[Stated goal A] Write out the stretch of the passage on treason and free speech from "During that period, whether" through "their First-Amendment rights.".

[Text excerpt]
I hasten to add that I do not have in mind treason as a crime punishable
under Article IV, Section 2 - or, in case of presidents and civil
officers, under Article II, Section 4 of the U.S. Constitution.
Rather, it is my hope that the following will help to draw a sharp
line between two very different things. One is the freedom to think
and speak, which for the mind is like the oxygen we breathe is for
the body. The other is to serve the interest of America's enemies
- thereby weakening America's defenses - which is all too often
confused with free speech.
Beginning with the rise of Adolf Hitler, America has had its own
Nazis before and after World War II. Before December 1941, and after
May 8, 1945 (VE-Day), they might have been detestable, loathsome,
an embarrassment to the nation. But they were exercising their First-Amendment
rights. Between the two aforementioned dates, however, they represented
the interests of a side with which the United States was at war.
During that period, whether prosecuted or not, they were guilty
of treason.
Beginning with the rise of Vladimir Ilyich Lenin, America has had
its own Communists before and after the Cold War. Before April 1948
(the Berlin Blockade), and after December 1991 (the fall of the
Soviet Union), they might have been detestable, loathsome, an embarrassment
to the nation. But they were exercising their First-Amendment rights.

[Stated goal B] Say how many lines of the rows below contain the string "badminton", with case counting, and give only the number.

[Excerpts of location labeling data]
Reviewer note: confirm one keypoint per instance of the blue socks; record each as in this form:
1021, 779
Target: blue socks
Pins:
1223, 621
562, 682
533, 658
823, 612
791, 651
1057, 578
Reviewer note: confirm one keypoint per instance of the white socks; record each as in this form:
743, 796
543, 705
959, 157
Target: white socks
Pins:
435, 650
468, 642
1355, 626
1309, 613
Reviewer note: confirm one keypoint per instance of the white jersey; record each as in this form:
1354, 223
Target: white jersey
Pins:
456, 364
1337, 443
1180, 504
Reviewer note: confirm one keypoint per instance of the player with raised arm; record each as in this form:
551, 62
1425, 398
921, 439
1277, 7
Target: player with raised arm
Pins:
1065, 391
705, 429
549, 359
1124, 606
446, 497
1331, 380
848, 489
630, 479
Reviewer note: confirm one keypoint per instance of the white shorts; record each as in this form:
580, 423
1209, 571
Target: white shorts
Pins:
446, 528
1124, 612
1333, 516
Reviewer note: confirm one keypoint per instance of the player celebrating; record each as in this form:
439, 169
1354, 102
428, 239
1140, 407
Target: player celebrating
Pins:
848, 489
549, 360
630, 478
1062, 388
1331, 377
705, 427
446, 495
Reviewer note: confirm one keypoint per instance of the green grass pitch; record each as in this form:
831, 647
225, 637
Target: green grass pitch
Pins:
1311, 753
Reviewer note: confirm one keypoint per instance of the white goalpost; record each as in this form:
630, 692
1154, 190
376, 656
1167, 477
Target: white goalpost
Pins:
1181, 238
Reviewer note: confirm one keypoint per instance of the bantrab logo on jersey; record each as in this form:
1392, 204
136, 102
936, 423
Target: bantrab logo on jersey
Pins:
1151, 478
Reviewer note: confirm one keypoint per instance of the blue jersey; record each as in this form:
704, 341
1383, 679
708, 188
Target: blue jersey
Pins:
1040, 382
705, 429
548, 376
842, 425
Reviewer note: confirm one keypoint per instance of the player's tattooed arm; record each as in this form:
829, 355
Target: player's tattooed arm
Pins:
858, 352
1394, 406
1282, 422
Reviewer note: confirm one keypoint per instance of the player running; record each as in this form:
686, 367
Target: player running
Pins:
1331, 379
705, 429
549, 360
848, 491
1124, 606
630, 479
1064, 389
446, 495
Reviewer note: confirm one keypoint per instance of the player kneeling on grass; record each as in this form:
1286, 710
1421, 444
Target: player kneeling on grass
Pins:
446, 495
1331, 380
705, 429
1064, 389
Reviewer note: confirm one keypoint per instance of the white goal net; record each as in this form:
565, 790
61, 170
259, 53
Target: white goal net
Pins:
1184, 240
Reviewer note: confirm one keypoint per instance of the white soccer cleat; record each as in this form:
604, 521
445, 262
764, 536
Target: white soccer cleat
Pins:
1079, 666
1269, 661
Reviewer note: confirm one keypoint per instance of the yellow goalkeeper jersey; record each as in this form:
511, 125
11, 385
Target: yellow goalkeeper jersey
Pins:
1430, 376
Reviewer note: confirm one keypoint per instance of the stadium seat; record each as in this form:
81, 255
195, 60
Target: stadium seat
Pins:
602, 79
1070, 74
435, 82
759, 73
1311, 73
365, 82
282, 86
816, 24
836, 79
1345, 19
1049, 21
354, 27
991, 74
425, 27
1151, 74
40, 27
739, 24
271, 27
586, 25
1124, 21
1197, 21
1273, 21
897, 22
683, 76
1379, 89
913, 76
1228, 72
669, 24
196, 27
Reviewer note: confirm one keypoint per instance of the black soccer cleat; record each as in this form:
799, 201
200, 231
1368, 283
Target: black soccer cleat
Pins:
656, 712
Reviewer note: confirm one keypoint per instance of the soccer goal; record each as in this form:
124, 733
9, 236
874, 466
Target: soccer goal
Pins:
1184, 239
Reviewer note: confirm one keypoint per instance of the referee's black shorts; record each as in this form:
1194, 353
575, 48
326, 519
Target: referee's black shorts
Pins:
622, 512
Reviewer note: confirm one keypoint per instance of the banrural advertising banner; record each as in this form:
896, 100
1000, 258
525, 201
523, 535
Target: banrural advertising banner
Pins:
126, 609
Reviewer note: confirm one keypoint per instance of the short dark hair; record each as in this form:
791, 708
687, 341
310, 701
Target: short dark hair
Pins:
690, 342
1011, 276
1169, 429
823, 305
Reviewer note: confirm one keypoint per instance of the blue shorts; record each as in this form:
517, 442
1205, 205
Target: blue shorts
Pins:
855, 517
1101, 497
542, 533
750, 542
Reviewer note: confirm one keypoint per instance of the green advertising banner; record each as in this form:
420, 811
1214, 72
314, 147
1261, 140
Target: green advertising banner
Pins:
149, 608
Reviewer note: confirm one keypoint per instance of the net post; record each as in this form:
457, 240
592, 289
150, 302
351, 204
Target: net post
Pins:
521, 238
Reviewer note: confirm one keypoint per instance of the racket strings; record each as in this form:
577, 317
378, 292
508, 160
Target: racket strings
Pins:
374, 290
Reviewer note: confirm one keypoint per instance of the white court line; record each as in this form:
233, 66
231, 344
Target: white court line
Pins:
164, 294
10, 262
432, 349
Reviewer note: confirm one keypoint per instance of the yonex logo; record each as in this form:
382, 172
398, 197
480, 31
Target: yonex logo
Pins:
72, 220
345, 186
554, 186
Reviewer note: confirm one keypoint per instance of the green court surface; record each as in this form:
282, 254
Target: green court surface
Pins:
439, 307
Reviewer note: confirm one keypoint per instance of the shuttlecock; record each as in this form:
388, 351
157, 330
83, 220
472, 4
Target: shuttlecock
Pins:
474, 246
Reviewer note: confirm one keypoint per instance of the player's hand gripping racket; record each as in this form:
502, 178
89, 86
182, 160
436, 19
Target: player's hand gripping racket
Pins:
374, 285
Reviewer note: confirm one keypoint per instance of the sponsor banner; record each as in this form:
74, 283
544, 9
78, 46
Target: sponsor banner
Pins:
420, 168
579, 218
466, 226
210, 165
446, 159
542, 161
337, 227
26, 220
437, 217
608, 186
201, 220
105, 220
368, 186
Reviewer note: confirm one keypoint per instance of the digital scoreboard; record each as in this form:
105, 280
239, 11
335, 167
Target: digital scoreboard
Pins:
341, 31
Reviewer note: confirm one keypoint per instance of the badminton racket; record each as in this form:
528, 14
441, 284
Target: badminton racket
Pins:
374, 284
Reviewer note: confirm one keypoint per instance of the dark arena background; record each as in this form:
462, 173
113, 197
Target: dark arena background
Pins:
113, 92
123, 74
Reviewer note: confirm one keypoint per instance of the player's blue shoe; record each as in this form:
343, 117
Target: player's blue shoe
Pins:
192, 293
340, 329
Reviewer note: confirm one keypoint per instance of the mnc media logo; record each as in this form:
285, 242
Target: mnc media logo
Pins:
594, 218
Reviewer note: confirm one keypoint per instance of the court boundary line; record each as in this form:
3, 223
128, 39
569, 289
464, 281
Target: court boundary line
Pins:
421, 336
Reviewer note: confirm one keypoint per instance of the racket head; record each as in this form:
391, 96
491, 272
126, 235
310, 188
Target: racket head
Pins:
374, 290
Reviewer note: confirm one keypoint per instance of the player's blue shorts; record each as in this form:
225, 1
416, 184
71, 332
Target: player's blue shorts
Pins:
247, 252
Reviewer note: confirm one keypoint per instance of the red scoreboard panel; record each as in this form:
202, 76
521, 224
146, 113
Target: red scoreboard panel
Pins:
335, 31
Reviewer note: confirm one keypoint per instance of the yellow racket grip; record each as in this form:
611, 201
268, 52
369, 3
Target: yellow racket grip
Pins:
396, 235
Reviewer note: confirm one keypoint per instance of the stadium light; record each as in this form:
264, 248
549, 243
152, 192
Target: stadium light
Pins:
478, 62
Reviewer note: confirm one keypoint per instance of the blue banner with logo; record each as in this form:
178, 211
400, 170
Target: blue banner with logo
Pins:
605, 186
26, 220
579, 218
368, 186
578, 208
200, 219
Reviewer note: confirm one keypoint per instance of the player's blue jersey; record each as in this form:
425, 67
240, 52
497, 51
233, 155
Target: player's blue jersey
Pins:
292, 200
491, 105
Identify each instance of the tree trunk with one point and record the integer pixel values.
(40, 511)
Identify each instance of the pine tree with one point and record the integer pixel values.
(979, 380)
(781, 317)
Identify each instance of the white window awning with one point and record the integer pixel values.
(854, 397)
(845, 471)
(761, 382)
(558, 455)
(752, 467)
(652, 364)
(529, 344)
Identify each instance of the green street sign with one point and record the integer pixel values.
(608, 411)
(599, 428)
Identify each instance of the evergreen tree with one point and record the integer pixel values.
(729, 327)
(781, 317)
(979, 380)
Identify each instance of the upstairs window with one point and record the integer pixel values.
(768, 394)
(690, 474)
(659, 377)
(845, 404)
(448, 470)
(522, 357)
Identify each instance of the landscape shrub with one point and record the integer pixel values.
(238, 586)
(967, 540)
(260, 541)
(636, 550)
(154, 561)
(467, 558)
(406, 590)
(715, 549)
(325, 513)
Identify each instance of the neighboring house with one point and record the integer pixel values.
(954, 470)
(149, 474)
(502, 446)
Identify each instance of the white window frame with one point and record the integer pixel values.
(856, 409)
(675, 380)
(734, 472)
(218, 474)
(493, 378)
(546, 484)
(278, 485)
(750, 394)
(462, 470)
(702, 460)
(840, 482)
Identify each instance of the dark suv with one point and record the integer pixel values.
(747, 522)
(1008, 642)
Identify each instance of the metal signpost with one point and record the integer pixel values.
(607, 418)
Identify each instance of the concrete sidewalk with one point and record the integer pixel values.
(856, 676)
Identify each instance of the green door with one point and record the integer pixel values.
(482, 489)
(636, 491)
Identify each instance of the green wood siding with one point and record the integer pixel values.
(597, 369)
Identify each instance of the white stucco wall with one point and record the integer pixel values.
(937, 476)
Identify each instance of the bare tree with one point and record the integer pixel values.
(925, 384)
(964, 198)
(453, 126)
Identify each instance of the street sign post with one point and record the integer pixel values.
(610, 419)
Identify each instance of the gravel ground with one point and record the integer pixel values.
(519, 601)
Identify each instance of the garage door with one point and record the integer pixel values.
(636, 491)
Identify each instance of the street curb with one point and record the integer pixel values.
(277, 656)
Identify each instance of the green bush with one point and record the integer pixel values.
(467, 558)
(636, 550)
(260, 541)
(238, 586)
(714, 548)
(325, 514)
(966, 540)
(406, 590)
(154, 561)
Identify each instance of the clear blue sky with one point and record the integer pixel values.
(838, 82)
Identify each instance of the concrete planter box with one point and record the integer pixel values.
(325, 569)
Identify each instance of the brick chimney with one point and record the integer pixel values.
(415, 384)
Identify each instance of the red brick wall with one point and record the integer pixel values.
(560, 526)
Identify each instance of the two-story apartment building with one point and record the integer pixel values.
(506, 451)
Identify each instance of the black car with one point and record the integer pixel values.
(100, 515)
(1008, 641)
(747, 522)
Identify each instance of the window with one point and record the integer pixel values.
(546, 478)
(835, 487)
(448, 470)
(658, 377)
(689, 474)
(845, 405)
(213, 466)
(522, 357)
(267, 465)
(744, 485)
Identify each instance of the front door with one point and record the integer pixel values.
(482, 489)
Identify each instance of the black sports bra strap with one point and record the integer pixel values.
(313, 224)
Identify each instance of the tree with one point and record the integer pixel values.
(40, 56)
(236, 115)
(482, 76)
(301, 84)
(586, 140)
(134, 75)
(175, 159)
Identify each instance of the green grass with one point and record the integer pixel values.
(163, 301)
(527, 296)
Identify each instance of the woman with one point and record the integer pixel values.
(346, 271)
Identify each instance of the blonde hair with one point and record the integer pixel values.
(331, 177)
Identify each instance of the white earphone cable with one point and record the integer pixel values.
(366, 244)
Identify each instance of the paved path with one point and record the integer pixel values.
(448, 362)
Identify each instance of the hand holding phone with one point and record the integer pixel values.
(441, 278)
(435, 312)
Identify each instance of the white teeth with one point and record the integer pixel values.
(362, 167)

[Full output A]
During that period, whether prosecuted or not, they were guilty
of treason.
Beginning with the rise of Vladimir Ilyich Lenin, America has had
its own Communists before and after the Cold War. Before April 1948
(the Berlin Blockade), and after December 1991 (the fall of the
Soviet Union), they might have been detestable, loathsome, an embarrassment
to the nation. But they were exercising their First-Amendment rights.

[Full output B] 2